WORK INSTRUCTION: In the entries below, find the lines with the word "petal" and copy them.

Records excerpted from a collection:
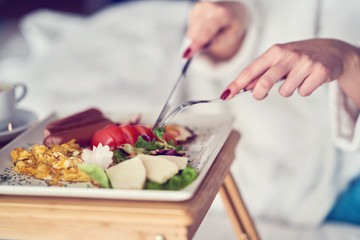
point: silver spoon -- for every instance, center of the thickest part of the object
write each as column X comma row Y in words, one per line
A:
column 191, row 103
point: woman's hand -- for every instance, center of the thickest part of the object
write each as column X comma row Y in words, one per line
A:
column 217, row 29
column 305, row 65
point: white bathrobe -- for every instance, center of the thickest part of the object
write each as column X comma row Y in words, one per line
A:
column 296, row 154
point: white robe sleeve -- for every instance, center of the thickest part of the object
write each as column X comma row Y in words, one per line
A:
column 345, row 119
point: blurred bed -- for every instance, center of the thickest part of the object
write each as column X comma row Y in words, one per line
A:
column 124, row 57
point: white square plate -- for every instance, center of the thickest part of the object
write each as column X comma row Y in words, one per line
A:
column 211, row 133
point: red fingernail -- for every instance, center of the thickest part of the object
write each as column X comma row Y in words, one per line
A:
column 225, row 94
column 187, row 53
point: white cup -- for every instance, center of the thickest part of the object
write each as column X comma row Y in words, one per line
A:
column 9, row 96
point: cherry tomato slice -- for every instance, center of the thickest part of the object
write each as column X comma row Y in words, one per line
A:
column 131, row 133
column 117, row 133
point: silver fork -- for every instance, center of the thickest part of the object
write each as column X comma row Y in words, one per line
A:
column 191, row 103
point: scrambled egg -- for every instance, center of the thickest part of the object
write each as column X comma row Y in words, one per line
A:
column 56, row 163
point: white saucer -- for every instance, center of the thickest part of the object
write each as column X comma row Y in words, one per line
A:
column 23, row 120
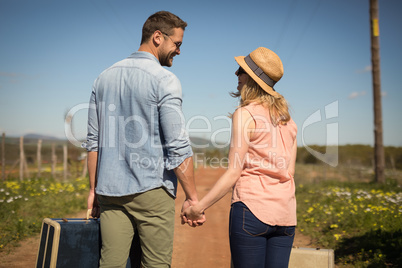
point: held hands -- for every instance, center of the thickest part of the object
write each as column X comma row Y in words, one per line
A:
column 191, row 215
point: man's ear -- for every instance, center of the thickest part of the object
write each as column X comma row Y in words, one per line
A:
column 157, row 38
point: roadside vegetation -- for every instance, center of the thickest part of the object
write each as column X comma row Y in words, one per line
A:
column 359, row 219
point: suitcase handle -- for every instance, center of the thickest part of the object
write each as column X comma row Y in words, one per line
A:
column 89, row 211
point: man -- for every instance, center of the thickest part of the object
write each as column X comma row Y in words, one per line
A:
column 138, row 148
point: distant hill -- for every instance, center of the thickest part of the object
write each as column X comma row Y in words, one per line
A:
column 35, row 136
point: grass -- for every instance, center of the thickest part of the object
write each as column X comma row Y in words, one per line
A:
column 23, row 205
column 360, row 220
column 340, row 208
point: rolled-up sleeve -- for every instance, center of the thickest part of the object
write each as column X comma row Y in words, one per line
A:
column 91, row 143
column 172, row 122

--

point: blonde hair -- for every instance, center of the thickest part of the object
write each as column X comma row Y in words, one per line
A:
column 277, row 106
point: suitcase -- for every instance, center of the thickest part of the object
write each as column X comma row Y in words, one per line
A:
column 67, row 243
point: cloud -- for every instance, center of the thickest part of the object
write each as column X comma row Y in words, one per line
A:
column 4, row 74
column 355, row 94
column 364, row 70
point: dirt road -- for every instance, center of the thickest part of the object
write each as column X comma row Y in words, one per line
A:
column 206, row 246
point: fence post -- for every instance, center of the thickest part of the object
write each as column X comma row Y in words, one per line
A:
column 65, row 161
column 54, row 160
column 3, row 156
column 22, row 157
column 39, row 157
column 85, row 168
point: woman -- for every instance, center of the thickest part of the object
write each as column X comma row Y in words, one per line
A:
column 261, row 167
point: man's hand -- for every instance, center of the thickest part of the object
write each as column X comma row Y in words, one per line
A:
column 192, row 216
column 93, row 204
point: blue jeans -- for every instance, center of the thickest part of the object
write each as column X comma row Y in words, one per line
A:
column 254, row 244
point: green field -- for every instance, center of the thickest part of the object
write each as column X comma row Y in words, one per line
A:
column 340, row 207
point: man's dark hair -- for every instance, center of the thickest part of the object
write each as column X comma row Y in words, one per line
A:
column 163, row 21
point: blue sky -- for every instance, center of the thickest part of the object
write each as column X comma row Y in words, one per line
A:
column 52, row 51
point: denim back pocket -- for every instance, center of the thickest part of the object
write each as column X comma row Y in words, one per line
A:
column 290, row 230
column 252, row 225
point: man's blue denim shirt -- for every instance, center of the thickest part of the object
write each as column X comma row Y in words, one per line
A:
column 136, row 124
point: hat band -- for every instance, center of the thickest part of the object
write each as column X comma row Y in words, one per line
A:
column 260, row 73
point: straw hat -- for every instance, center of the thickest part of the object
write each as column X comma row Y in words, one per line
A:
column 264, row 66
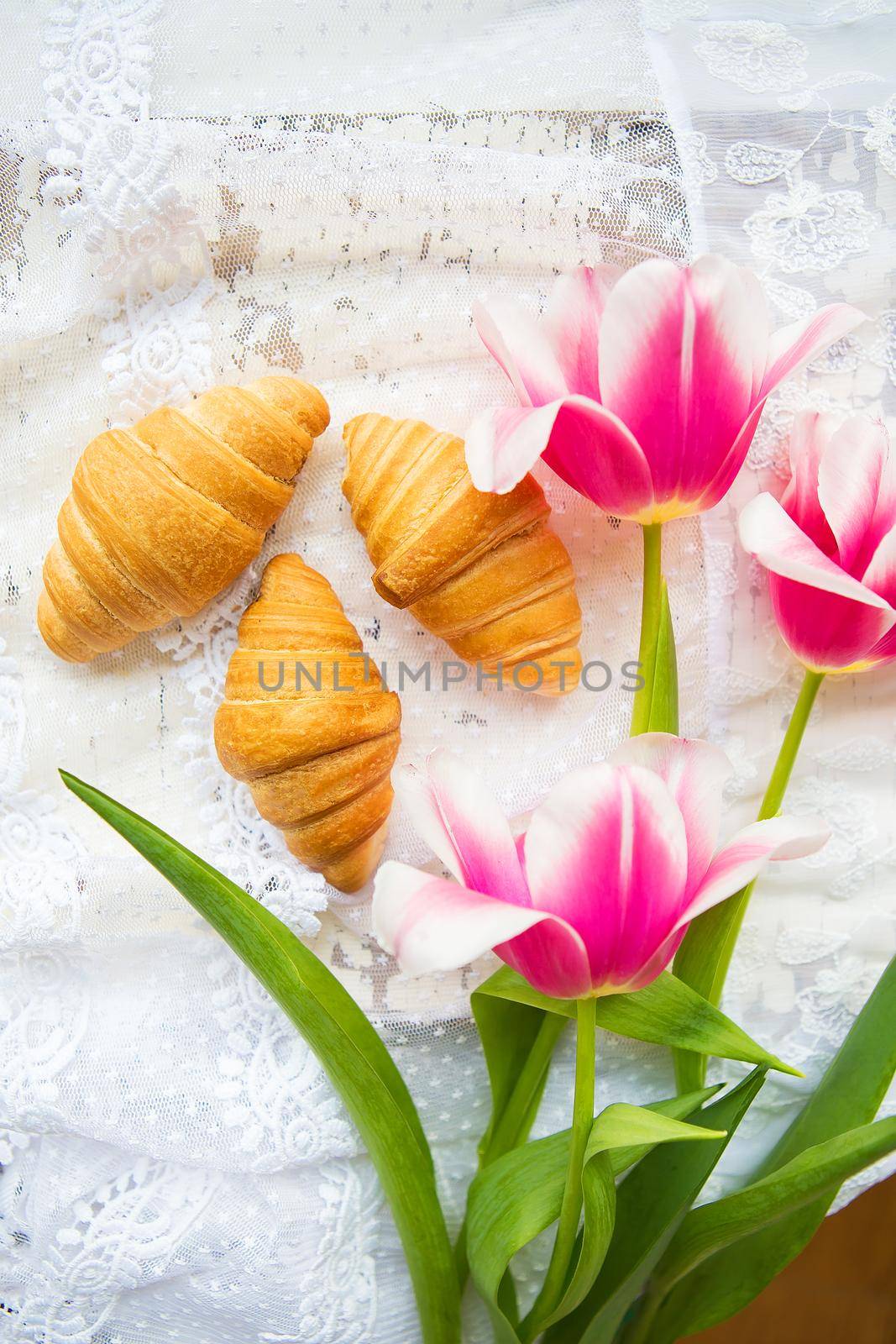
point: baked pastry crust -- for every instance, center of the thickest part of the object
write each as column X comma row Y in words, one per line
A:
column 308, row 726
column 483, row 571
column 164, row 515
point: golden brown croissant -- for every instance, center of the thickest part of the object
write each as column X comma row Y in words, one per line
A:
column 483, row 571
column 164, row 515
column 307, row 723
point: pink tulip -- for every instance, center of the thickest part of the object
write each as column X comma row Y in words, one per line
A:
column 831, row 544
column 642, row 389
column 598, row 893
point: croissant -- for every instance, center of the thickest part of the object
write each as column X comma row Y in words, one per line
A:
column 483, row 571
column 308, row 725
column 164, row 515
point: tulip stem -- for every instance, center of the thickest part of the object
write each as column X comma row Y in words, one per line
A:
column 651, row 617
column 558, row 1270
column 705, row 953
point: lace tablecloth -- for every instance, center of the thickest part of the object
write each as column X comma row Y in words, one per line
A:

==

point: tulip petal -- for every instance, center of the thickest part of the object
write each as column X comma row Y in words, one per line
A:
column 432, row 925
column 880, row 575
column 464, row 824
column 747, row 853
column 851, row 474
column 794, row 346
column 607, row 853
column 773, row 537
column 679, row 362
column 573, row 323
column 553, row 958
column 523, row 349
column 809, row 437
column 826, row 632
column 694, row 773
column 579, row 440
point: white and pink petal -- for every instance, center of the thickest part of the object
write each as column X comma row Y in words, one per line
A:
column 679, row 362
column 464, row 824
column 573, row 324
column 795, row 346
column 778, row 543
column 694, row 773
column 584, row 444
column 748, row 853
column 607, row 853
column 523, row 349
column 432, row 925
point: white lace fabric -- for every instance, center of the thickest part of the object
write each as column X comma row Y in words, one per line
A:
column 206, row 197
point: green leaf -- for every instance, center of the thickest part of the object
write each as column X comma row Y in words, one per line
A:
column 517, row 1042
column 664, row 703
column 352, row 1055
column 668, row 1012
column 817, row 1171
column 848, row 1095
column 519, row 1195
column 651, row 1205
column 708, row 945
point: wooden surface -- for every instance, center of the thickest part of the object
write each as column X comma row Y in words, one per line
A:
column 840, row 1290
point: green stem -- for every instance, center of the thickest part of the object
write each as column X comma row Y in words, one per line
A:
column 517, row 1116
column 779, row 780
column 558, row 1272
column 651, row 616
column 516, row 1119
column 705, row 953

RESPONSE AREA:
point: tulip petal -- for every instance, center of the thickest part of the object
point: white and pink petal -- for every instance, center of the thickest part of the object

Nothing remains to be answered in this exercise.